• ASSIGNMENT: Each line that includes "above" must be copied from the records.

• DATA IN THIS EXERCISE:
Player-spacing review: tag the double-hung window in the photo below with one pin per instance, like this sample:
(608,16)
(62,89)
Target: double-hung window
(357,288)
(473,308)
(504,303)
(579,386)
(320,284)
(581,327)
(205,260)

==

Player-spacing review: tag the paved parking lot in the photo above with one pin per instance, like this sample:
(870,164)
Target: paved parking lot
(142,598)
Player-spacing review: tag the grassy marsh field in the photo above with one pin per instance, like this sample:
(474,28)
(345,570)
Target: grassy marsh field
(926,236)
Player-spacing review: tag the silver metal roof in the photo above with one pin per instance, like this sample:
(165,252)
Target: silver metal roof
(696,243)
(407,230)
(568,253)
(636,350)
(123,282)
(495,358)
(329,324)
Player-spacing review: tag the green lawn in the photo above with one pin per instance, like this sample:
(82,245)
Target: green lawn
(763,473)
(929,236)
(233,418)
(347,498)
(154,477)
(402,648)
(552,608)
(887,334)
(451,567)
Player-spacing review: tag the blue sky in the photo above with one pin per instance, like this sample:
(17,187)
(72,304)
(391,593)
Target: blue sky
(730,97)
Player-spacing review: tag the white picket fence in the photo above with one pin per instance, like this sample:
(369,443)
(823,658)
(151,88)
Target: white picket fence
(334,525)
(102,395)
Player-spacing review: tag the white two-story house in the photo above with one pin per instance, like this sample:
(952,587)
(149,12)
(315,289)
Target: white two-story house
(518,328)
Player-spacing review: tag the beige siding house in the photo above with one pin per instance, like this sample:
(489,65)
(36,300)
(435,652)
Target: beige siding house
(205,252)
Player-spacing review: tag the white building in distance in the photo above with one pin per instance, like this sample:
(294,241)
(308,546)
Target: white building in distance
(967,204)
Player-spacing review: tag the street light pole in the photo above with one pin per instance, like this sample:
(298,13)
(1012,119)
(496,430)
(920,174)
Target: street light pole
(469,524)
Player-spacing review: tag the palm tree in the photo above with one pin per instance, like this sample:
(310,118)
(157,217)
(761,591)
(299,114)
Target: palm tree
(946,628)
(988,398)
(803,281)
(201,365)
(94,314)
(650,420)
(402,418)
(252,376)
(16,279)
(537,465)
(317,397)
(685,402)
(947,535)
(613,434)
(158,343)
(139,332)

• SOLUTION TO THIS TASK:
Player-spacing review: tag the paved parking lot in the photo above with one pin per instance, like this sample:
Player-spacing review: tag the grassy marsh field in the photo above with one pin per instance, like this sample:
Player-spacing review: tag the silver metal roof in the photo above with one pin per instance, like this sample:
Player-spacing review: tag the green lawn in the photo above with one pin per instance, like this sample:
Player-spacing review: tag the blue sky in the photo above with one pin per instance, like this sample:
Player-spacing review: tag the white picket fence in the photo above with one pin per instance, like this sample:
Player-spacing review: tag the white two-story house in the photo above with one pin per instance, like this sample:
Player-spacing review: tag the beige siding house in the photo above with one pin per instance, like this sample:
Player-spacing review: tag the white building in distance in the photo above with one pin per instance, like this sample:
Player-spacing review: tag the street light pole in the photo above with one pin per instance, like this sample:
Player-spacing review: tag the palm tree in the photo above with one pin per instance, like this sample:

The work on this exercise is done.